- Data for processing
——

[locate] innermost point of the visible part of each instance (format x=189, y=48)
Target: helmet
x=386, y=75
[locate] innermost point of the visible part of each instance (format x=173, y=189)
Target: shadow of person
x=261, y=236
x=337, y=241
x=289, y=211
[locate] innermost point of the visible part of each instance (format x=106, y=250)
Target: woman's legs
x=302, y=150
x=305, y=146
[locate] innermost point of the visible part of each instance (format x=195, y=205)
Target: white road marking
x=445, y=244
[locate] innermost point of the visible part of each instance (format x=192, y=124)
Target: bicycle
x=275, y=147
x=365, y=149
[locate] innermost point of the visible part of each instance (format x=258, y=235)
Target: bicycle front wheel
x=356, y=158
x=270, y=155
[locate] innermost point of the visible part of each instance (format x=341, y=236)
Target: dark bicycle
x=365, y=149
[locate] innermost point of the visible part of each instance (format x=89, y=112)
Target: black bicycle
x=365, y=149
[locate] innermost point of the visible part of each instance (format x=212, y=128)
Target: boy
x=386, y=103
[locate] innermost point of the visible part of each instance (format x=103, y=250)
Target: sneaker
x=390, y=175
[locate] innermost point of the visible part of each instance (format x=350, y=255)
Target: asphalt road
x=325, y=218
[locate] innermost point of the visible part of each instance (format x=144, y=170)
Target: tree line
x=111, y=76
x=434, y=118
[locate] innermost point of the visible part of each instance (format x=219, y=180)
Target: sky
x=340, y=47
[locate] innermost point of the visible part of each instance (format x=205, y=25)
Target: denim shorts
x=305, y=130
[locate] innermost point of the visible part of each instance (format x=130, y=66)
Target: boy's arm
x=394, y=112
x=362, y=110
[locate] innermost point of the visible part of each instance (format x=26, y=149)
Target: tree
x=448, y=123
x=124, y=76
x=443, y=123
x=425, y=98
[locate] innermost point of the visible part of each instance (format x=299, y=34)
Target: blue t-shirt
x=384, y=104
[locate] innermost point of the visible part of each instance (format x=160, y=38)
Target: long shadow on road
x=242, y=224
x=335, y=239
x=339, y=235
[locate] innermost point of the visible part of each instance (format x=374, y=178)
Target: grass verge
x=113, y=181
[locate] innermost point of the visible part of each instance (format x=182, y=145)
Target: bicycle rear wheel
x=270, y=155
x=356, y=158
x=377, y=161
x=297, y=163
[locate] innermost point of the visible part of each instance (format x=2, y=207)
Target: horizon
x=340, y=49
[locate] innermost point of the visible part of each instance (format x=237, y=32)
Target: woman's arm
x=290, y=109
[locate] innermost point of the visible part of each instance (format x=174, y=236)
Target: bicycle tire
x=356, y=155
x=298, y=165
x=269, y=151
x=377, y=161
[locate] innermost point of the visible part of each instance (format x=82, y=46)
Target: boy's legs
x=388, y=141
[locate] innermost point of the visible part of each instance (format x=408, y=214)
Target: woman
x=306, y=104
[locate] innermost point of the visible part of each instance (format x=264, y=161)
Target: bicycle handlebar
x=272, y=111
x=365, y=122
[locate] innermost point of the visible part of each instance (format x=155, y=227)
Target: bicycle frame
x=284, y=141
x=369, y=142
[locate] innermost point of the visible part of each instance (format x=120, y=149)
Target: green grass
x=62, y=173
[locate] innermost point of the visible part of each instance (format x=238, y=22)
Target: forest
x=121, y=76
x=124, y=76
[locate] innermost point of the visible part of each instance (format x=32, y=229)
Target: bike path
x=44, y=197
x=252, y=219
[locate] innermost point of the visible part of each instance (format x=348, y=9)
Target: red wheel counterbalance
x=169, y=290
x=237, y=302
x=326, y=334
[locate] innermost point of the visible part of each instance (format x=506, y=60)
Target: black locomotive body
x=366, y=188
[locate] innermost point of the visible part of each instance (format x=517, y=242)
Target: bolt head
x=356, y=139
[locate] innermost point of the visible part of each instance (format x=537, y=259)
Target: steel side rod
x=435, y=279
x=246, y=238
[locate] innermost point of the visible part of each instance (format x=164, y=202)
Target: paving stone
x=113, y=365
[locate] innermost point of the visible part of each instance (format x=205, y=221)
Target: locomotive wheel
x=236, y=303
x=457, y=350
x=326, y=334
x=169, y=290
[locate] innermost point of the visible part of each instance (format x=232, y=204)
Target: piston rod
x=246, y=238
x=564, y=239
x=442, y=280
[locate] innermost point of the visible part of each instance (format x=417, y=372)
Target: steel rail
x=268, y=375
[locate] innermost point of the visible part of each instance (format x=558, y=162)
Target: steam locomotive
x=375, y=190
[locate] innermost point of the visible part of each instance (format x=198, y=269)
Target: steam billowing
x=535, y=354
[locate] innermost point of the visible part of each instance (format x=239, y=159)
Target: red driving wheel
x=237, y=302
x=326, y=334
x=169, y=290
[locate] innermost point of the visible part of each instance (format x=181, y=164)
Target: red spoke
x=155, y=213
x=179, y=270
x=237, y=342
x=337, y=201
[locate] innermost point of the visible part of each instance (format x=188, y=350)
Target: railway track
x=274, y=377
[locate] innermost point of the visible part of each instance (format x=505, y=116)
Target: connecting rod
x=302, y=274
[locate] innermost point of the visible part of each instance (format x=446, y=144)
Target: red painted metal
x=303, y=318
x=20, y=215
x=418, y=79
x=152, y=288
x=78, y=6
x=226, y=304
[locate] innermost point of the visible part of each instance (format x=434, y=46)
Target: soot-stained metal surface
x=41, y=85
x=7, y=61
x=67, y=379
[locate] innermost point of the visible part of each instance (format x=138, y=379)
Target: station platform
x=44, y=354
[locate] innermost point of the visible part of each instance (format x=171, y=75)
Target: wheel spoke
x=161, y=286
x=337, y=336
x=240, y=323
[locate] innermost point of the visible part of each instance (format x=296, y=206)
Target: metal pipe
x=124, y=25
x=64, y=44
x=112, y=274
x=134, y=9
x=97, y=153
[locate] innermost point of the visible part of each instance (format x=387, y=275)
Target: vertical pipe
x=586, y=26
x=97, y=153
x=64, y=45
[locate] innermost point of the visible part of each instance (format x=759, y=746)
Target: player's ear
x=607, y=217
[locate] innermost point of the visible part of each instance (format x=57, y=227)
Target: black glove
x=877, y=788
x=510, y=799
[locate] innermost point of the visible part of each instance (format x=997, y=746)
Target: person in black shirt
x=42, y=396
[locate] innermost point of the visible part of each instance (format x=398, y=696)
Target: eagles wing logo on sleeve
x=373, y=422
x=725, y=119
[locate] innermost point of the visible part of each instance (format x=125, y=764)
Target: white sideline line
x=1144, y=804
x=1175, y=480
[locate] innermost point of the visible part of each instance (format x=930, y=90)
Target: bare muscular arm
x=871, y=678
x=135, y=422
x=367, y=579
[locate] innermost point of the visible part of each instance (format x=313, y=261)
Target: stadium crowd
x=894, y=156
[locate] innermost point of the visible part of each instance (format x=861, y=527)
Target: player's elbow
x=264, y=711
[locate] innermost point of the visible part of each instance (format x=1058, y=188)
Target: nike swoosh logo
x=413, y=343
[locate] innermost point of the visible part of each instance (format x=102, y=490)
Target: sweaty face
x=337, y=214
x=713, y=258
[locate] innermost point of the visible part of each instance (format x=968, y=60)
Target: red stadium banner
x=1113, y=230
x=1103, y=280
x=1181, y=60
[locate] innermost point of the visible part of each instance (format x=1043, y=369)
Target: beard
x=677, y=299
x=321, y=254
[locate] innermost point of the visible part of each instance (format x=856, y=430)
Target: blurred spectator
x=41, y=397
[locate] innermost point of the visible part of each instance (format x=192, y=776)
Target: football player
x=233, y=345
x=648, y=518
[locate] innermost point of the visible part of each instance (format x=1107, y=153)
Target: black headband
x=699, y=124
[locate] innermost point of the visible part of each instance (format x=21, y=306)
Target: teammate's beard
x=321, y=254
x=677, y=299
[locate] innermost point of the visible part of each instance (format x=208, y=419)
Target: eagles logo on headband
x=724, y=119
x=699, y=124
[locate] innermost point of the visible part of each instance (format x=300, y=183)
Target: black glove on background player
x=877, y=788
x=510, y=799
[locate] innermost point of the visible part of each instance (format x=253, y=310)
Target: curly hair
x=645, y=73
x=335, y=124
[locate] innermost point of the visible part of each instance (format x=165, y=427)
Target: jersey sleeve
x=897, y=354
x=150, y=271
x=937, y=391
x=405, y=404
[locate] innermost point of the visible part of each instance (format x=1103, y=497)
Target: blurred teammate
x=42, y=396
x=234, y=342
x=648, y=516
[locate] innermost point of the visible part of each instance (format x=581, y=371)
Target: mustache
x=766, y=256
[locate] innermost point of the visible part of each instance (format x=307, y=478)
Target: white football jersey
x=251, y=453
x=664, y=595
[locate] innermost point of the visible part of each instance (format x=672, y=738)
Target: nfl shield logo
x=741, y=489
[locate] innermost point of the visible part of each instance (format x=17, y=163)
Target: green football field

——

- Requirement
The range runs from the line above containing "Target: red painted metal" to the line containing "(format x=1058, y=188)", inclusive. Restate those lines word for word and no others.

- Response for this exercise
Target: red painted metal
x=303, y=318
x=20, y=215
x=418, y=79
x=152, y=288
x=78, y=6
x=226, y=304
[locate] innermost point of the visible part of each instance (format x=434, y=46)
Target: soot-stained metal surface
x=41, y=85
x=7, y=61
x=67, y=379
[locate] innermost point of the visible part of each instance (format x=138, y=379)
Target: station platform
x=44, y=354
[locate] innermost point of the visible part of each instance (format x=171, y=75)
Target: wheel spoke
x=161, y=286
x=337, y=336
x=240, y=323
[locate] innermost point of the visible part of each instance (format x=296, y=206)
Target: metal pipe
x=124, y=25
x=64, y=44
x=112, y=274
x=134, y=9
x=97, y=153
[locate] innermost point of the visible part of each instance (format x=387, y=275)
Target: vertical pipe
x=586, y=26
x=97, y=153
x=64, y=45
[locate] innermost point of the visible part of each instance (format x=759, y=746)
Target: player's ear
x=607, y=217
[locate] innermost point of the visible part of each instance (format x=57, y=227)
Target: black glove
x=877, y=788
x=510, y=799
[locate] innermost point of the visible part of each instance (format x=997, y=746)
Target: person in black shirt
x=42, y=396
[locate] innermost point of the visible part of each instance (format x=398, y=696)
Target: eagles wing logo on sleeve
x=373, y=422
x=725, y=119
[locate] innermost point of the visible part of each instance (format x=125, y=764)
Target: white sideline line
x=1144, y=804
x=1175, y=480
[locate] innermost point of the visible part of each instance (format x=930, y=90)
Target: bare muscular arm
x=871, y=678
x=135, y=422
x=367, y=579
[locate] innermost point of the visible part of each instance (format x=313, y=261)
Target: stadium crowd
x=894, y=156
[locate] innermost point of the visible part of each instance (format x=861, y=527)
Target: player's elbow
x=264, y=711
[locate] innermost point of the visible part of each instance (format x=1058, y=188)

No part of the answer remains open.